▶ **Aim**
Count the lines in the listing below that contain the string "waterfall", and give only that number.
=== Data in this exercise ===
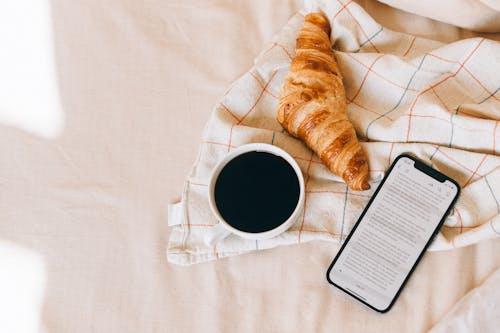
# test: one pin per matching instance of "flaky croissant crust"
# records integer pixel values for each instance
(312, 105)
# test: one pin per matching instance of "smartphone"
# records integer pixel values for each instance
(393, 232)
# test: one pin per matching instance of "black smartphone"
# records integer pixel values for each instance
(391, 235)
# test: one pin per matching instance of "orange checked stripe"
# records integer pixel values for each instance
(360, 26)
(366, 75)
(475, 171)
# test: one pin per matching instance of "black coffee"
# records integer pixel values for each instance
(257, 191)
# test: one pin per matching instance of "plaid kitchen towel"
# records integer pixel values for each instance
(405, 94)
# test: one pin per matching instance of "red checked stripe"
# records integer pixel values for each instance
(258, 98)
(361, 27)
(390, 154)
(341, 10)
(495, 137)
(411, 45)
(366, 75)
(435, 85)
(475, 171)
(305, 199)
(322, 232)
(339, 192)
(229, 111)
(452, 159)
(379, 75)
(460, 219)
(369, 110)
(262, 85)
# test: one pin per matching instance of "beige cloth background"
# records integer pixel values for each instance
(83, 212)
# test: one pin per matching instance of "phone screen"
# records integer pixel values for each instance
(392, 233)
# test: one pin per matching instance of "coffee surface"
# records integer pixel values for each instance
(257, 191)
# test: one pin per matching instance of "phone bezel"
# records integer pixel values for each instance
(420, 165)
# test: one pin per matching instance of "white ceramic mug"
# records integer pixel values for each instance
(223, 228)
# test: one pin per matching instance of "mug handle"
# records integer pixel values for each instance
(218, 233)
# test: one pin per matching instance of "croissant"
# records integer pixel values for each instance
(312, 105)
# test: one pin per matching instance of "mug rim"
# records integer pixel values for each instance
(258, 147)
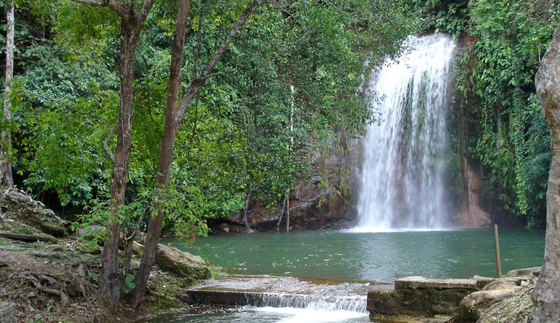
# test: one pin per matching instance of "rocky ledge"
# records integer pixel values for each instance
(479, 299)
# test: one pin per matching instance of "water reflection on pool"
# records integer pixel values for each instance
(381, 256)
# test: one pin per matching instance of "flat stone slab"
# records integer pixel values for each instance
(274, 291)
(417, 282)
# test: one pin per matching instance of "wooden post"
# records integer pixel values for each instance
(497, 248)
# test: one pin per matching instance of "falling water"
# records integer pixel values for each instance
(402, 183)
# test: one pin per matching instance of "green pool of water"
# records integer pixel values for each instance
(378, 257)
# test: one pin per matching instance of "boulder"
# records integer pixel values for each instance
(472, 307)
(524, 272)
(475, 305)
(419, 296)
(18, 205)
(8, 312)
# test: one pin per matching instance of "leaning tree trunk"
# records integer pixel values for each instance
(165, 155)
(5, 138)
(546, 295)
(174, 117)
(111, 281)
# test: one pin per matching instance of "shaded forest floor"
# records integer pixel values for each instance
(57, 282)
(51, 276)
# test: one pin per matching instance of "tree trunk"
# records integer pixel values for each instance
(165, 154)
(111, 280)
(5, 137)
(246, 211)
(546, 295)
(174, 116)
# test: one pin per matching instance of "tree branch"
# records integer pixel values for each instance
(143, 13)
(117, 7)
(197, 84)
(100, 3)
(106, 141)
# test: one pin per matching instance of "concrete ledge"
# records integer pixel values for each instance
(417, 282)
(419, 296)
(242, 298)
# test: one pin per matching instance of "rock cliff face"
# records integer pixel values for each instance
(325, 201)
(471, 214)
(546, 295)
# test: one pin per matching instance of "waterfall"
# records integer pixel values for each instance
(401, 181)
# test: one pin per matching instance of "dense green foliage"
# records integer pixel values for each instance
(247, 131)
(504, 130)
(510, 137)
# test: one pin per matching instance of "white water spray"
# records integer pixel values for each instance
(402, 183)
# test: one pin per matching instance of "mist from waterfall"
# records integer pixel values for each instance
(402, 186)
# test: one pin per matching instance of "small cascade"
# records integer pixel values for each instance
(316, 301)
(402, 183)
(293, 299)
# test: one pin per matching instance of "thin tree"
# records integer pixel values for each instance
(6, 180)
(174, 117)
(132, 22)
(546, 295)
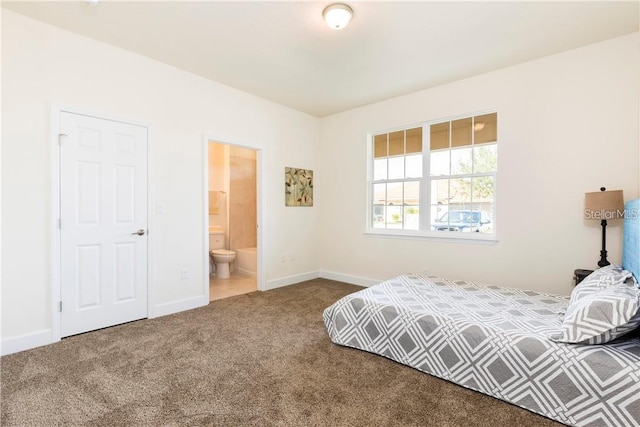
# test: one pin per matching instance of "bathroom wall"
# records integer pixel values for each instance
(242, 198)
(219, 181)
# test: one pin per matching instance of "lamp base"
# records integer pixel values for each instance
(603, 259)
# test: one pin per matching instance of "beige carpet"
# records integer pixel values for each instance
(260, 359)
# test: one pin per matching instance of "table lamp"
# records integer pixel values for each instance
(603, 205)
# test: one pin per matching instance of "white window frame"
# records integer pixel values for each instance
(425, 231)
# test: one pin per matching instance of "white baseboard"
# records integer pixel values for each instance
(247, 272)
(354, 280)
(26, 342)
(178, 306)
(291, 280)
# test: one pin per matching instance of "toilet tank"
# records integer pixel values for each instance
(216, 240)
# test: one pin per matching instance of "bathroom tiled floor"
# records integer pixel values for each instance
(237, 284)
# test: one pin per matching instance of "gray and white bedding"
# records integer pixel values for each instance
(496, 341)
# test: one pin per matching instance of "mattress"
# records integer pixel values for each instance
(493, 340)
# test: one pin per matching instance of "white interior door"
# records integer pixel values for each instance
(103, 228)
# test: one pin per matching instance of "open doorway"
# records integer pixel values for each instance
(232, 201)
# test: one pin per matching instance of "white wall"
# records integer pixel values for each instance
(42, 65)
(567, 123)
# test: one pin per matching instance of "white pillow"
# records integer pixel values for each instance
(601, 278)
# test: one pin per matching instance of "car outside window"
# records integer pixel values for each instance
(435, 179)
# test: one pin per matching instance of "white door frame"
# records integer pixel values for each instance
(56, 289)
(260, 276)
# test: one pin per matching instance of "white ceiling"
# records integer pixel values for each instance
(283, 51)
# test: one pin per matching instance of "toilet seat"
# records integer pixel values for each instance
(222, 252)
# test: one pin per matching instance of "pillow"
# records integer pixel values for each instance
(602, 315)
(601, 278)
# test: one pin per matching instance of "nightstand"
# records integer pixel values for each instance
(580, 274)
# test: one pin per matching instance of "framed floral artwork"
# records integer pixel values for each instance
(298, 187)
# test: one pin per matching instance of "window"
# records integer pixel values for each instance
(435, 179)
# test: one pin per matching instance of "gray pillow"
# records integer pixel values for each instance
(601, 315)
(601, 278)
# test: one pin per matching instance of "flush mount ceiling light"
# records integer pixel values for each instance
(337, 16)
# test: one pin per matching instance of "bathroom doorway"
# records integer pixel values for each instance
(232, 213)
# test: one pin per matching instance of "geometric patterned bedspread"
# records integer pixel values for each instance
(493, 340)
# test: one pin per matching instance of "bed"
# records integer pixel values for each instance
(553, 355)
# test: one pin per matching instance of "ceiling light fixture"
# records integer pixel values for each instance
(337, 15)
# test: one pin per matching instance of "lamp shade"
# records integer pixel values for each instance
(605, 205)
(337, 16)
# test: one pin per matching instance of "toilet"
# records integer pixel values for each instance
(222, 258)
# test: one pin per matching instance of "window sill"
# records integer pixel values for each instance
(436, 236)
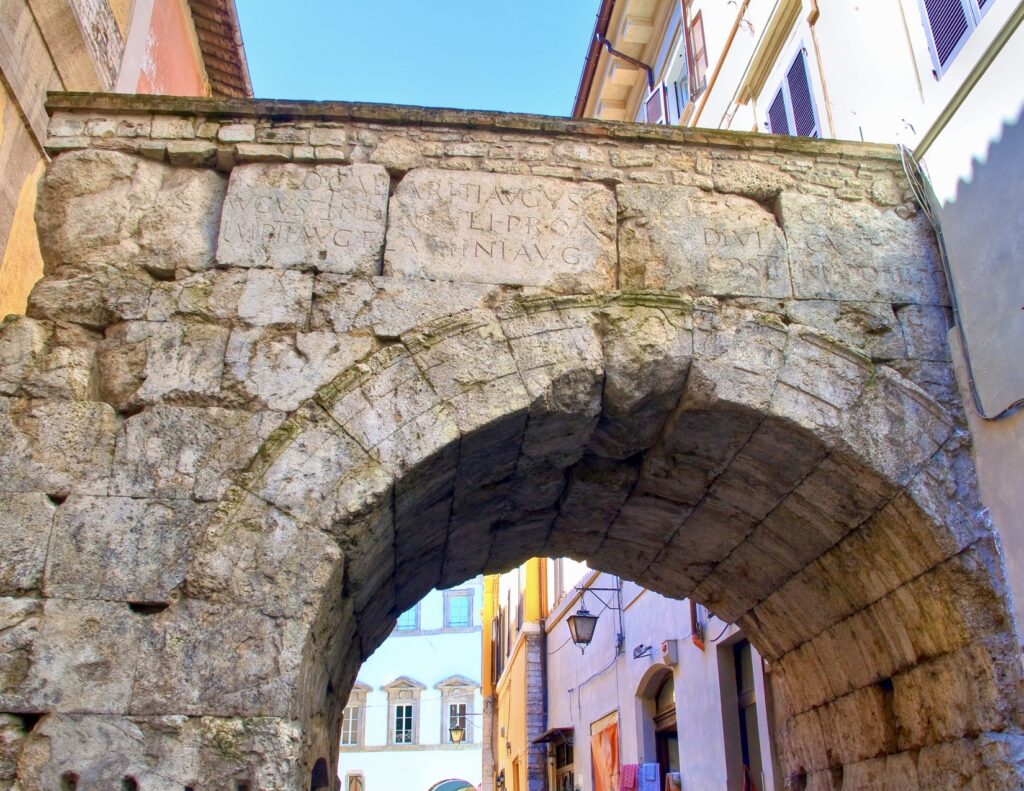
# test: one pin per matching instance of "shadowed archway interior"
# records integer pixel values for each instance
(779, 477)
(238, 441)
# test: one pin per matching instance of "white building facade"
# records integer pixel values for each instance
(940, 77)
(420, 683)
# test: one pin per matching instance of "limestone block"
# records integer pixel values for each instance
(98, 298)
(646, 359)
(683, 239)
(83, 659)
(108, 207)
(856, 251)
(182, 452)
(752, 179)
(958, 694)
(324, 217)
(66, 371)
(25, 533)
(925, 329)
(280, 369)
(23, 343)
(55, 447)
(184, 361)
(870, 327)
(819, 381)
(859, 725)
(218, 660)
(895, 426)
(258, 297)
(11, 738)
(397, 153)
(19, 622)
(467, 361)
(488, 227)
(596, 490)
(309, 464)
(257, 556)
(162, 753)
(993, 758)
(123, 548)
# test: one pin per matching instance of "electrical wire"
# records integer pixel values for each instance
(919, 182)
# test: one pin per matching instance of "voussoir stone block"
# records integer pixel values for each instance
(123, 548)
(56, 447)
(684, 239)
(487, 227)
(161, 753)
(324, 217)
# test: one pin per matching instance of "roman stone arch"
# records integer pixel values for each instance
(212, 573)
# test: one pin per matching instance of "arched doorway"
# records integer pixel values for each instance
(452, 785)
(817, 499)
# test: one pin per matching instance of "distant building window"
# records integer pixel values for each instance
(949, 24)
(792, 110)
(350, 725)
(403, 724)
(410, 620)
(699, 49)
(354, 783)
(458, 609)
(457, 716)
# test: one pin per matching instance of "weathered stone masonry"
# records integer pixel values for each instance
(292, 365)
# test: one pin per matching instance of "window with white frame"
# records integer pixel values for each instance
(403, 710)
(948, 24)
(678, 80)
(403, 723)
(353, 716)
(792, 110)
(410, 620)
(458, 609)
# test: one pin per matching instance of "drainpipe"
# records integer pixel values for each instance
(623, 56)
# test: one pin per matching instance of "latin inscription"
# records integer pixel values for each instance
(484, 227)
(329, 217)
(682, 238)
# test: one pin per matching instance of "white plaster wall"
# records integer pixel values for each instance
(582, 689)
(428, 655)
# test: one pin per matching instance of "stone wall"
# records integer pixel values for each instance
(293, 365)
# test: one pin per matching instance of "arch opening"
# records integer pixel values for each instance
(819, 501)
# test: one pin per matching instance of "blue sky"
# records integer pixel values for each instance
(522, 56)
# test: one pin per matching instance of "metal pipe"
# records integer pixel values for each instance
(640, 64)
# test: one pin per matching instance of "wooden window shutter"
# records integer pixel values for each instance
(777, 118)
(699, 52)
(948, 24)
(800, 96)
(654, 106)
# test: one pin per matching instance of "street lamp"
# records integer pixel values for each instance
(582, 627)
(457, 734)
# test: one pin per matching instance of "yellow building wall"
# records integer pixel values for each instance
(510, 738)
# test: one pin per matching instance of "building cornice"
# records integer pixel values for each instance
(280, 111)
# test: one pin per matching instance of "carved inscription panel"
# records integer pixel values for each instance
(484, 227)
(842, 250)
(684, 239)
(325, 217)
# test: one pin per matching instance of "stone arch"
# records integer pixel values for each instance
(821, 501)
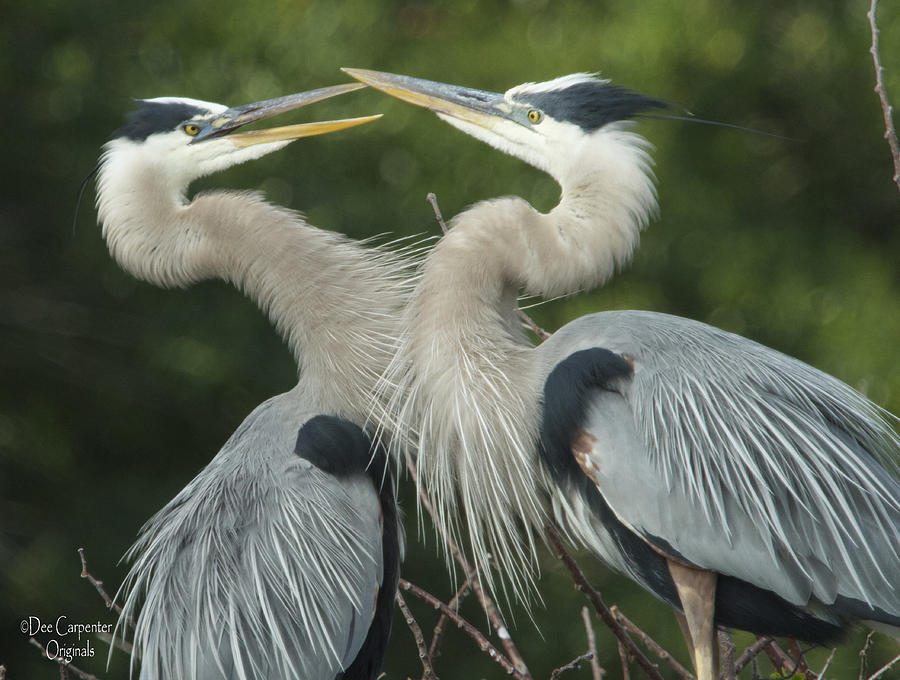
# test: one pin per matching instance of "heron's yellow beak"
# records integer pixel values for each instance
(230, 120)
(289, 132)
(479, 107)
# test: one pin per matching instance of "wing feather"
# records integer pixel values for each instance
(773, 464)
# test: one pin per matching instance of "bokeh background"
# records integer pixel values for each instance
(116, 393)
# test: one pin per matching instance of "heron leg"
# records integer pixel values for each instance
(697, 592)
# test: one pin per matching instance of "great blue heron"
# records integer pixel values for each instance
(280, 559)
(739, 485)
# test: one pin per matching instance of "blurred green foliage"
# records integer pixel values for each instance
(117, 393)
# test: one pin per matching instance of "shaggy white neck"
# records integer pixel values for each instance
(472, 388)
(335, 303)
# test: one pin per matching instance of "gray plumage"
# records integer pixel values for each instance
(746, 461)
(739, 485)
(265, 566)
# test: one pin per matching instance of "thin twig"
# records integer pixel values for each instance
(482, 642)
(651, 644)
(434, 648)
(781, 660)
(862, 654)
(726, 652)
(890, 133)
(801, 666)
(596, 671)
(432, 198)
(582, 584)
(751, 652)
(827, 662)
(486, 602)
(623, 657)
(882, 670)
(571, 666)
(427, 670)
(69, 667)
(98, 585)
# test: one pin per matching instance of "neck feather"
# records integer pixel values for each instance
(336, 303)
(464, 378)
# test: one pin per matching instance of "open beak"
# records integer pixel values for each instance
(234, 118)
(479, 107)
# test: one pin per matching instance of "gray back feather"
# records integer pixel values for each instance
(262, 567)
(777, 460)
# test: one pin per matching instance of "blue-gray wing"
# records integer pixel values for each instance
(265, 566)
(731, 456)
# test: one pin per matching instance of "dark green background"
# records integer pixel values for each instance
(116, 393)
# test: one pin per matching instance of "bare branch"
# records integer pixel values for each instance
(596, 671)
(482, 642)
(890, 133)
(751, 652)
(781, 660)
(68, 667)
(651, 644)
(884, 669)
(571, 666)
(98, 585)
(581, 583)
(726, 652)
(486, 602)
(432, 198)
(623, 657)
(862, 654)
(437, 635)
(827, 662)
(800, 663)
(427, 670)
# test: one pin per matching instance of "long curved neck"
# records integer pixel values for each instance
(472, 386)
(336, 303)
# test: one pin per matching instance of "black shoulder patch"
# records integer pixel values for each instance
(334, 445)
(565, 403)
(153, 117)
(739, 604)
(591, 105)
(339, 447)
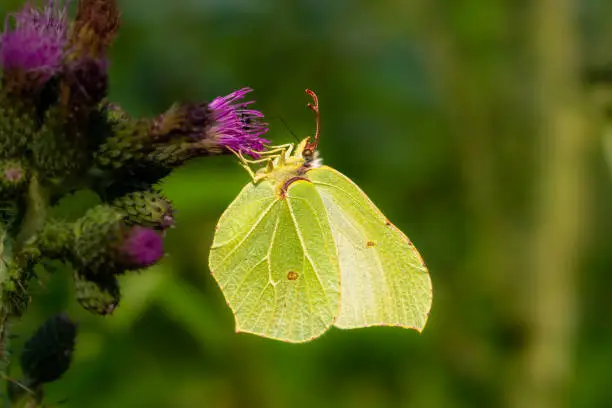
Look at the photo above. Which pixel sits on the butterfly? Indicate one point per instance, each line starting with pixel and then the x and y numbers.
pixel 302 248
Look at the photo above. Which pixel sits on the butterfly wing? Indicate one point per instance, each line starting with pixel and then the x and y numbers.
pixel 384 279
pixel 275 261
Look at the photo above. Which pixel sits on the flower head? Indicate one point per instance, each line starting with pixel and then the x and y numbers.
pixel 142 247
pixel 236 127
pixel 37 40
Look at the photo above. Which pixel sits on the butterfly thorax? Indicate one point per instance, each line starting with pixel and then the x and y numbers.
pixel 288 165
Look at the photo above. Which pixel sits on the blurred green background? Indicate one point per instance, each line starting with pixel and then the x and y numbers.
pixel 478 128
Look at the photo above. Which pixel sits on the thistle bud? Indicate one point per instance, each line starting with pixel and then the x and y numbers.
pixel 107 245
pixel 99 295
pixel 59 149
pixel 56 239
pixel 146 208
pixel 48 353
pixel 129 144
pixel 17 129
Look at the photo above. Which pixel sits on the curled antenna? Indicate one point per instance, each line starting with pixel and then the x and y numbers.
pixel 315 108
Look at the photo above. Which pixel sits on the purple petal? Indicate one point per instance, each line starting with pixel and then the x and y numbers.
pixel 237 127
pixel 37 40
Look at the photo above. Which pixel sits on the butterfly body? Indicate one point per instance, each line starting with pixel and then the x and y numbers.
pixel 302 248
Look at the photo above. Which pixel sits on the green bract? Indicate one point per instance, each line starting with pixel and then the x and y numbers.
pixel 302 248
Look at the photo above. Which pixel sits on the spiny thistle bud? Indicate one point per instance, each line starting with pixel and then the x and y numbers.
pixel 98 295
pixel 56 239
pixel 146 208
pixel 59 150
pixel 107 245
pixel 48 353
pixel 15 289
pixel 17 128
pixel 130 143
pixel 31 51
pixel 183 132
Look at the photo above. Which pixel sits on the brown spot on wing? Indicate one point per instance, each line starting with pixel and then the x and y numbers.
pixel 288 182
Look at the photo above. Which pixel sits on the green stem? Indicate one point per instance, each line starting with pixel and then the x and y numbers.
pixel 13 263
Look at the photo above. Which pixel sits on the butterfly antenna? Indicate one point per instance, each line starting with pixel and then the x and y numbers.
pixel 315 108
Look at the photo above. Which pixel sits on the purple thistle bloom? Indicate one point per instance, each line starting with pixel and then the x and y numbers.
pixel 142 247
pixel 237 127
pixel 37 41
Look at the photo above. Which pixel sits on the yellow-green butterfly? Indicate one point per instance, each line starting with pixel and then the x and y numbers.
pixel 302 249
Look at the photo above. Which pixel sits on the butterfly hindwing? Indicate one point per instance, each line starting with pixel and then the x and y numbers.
pixel 274 258
pixel 384 280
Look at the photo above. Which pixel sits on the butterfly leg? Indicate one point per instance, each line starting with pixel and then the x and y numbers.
pixel 245 163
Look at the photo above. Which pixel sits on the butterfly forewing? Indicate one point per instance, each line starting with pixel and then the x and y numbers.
pixel 274 258
pixel 384 280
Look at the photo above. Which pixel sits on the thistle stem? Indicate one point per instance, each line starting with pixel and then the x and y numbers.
pixel 13 262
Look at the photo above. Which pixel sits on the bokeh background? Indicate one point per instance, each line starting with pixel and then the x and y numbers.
pixel 477 126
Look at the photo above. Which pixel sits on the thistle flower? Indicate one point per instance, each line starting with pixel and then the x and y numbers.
pixel 36 42
pixel 142 247
pixel 235 126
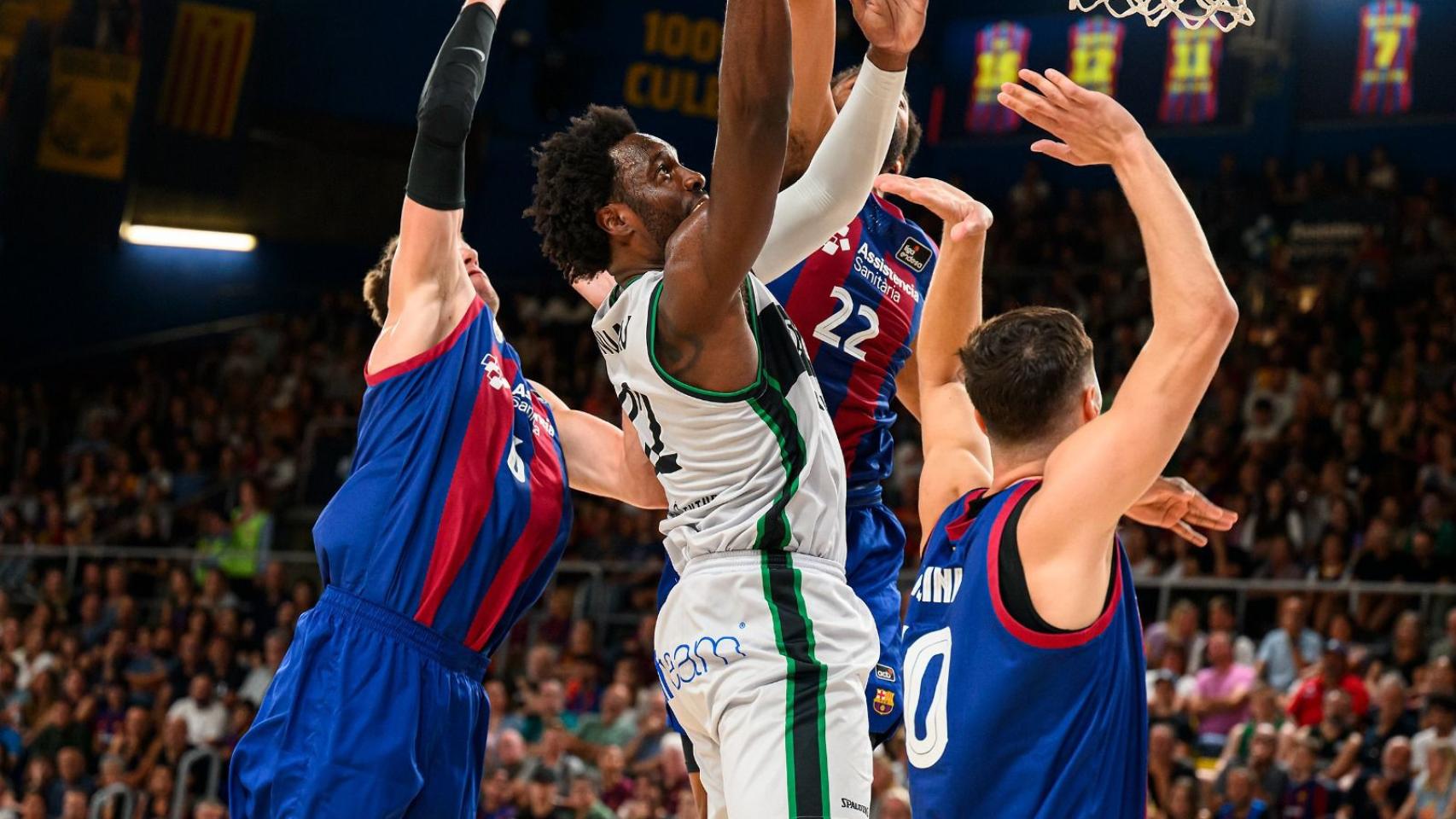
===
▶ **Finished exercise**
2